→ **Given problem**
State only the number of lines in the material below that contain the string "purple", counting case as significant.

— Begin Supplied data —

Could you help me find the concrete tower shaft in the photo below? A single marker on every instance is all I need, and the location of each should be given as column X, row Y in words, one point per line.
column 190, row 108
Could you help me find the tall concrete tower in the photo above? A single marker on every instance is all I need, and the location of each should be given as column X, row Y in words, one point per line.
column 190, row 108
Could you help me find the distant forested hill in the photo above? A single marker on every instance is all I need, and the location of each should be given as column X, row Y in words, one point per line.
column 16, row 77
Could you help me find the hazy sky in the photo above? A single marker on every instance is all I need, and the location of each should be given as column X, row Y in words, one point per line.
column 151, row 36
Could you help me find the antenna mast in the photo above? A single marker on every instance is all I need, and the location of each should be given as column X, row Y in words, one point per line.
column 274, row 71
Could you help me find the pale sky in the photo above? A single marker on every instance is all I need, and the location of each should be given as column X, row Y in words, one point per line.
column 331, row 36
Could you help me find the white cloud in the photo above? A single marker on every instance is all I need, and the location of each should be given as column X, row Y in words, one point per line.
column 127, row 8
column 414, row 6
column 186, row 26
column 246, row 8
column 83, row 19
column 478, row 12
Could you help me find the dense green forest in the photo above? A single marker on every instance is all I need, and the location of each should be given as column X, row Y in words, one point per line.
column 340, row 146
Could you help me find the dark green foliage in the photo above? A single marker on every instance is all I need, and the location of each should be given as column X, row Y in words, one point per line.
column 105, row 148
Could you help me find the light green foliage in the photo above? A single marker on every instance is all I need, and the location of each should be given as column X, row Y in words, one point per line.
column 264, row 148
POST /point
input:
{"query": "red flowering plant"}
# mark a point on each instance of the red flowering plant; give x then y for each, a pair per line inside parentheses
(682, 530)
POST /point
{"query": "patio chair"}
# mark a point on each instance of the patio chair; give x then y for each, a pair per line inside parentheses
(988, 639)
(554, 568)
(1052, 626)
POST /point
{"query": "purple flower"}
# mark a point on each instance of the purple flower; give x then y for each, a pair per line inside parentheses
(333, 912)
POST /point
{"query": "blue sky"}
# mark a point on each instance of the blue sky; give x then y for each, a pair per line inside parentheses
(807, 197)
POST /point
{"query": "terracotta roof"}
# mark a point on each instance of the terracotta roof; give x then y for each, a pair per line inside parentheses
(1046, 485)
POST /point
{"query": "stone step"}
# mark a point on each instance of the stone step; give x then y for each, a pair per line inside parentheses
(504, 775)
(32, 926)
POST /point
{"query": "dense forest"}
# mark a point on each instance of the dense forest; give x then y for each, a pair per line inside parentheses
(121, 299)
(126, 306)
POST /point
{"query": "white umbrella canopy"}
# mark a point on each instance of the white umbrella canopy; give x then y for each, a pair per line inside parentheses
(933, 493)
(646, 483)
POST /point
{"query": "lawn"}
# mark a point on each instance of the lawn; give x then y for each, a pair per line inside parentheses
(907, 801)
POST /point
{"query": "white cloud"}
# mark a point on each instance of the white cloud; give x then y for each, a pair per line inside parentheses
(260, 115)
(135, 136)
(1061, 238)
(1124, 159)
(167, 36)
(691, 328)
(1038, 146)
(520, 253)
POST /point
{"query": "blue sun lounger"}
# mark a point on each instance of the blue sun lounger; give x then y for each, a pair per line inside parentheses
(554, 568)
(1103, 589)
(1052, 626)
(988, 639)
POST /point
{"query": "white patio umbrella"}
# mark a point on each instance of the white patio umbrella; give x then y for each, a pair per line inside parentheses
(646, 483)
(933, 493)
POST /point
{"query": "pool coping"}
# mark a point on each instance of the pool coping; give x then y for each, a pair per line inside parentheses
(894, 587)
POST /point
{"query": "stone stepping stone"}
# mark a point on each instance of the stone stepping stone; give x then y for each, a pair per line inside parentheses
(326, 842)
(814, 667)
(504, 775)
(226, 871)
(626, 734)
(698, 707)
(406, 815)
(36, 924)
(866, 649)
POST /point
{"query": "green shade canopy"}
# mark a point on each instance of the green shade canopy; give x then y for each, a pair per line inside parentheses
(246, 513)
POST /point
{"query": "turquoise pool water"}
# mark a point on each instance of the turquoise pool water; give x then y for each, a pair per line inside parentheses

— End Supplied data —

→ **Final answer**
2